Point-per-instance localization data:
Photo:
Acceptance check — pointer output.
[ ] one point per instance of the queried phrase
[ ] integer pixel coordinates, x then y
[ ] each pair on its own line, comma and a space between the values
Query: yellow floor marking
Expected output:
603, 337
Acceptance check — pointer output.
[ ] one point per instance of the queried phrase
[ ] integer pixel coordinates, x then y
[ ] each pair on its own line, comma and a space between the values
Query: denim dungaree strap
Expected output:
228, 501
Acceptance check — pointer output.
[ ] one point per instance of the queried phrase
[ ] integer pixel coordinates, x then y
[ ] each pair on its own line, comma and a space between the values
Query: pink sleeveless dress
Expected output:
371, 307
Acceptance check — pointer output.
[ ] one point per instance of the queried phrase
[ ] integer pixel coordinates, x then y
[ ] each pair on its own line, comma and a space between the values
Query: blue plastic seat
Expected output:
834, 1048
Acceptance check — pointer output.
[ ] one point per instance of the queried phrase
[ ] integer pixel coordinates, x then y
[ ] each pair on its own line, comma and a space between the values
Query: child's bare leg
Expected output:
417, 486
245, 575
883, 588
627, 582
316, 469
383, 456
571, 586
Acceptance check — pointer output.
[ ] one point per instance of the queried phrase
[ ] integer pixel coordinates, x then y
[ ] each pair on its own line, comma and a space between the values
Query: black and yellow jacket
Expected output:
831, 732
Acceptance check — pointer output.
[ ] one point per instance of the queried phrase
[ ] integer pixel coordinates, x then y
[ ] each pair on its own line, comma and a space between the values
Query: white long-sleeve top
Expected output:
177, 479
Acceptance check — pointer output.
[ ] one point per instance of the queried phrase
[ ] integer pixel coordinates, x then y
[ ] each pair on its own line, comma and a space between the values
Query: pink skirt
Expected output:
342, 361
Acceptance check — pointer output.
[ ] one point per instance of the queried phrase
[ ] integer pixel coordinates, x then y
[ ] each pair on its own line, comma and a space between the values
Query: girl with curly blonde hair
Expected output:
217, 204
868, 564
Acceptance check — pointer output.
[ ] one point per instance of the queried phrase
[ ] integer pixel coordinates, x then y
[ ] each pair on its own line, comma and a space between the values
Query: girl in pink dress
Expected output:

> EXERCISE DETAILS: Word for word, write out each of the records shown above.

> EXERCISE RESPONSE:
Photo:
Acceptance check — pointer output.
[ ] one point per instance of the queried phrase
[ ] integer pixel coordinates, x then y
[ ] each pair on its own line, comma and a space between the values
Query: yellow floor marking
Expected output:
603, 337
Acceptance check — pointer output.
[ ] one point per instance of the queried phrase
[ ] integer pixel coordinates, x then y
[ ] each pair on its own line, comma and a space between the values
Query: denim dungaree strap
Expected output:
228, 501
Acceptance check — pointer output.
[ ] one point per instance of the queried phrase
[ ] integer pixel coordinates, x then y
[ ] each pair on its own line, comma and a space between the values
Query: pink sleeveless dress
Expected output:
371, 307
Acceptance check — pointer output.
[ ] one point per instance of the queried phrase
[ ] integer pixel coordinates, x then y
[ ] each pair on its own line, comma and a space between the values
Query: blue plastic seat
Expected output:
834, 1048
Acceptance check — pointer output.
[ ] one point per instance of the queried phrase
[ ] integer pixel coordinates, x then y
[ ] each pair on its own line, comma and a space between the values
Query: child's bare leg
Expected output:
417, 486
245, 575
883, 588
627, 582
316, 469
383, 456
571, 586
Acceptance check — pointer output.
[ ] one point per instance of the queried phrase
[ ] integer pixel coordinates, x then y
[ ] each pair on its own line, comma and a space between the values
Query: black and yellow jacket
Expected output:
831, 732
Acceptance check — pointer output.
[ ] one point per instance of the queried phrase
[ ] integer pixel coordinates, x then y
[ ] each pair on its own line, comma and a space between the values
Query: white long-sleeve top
Expected output:
177, 479
Acceptance check — pointer output.
[ ] one point per instance of the queried phrase
[ ] integer pixel coordinates, x then y
[ ] each pair on its own line, comma and a space between the values
Query: pink skirt
Expected output:
342, 361
Acceptance check — pointer output.
[ ] one point per instance of the queried phrase
[ ] integer pixel coordinates, x then y
[ ] each pair on its own line, comma and a space between the values
Query: girl with curly blonde hair
Expected output:
217, 204
868, 564
Acceptance check — pointer output.
[ ] one point per instance of the queried phrase
[ ] integer pixel coordinates, x then y
[ ] each pair on its own line, comma and a space between the values
Query: girl in pink dress
Expected output:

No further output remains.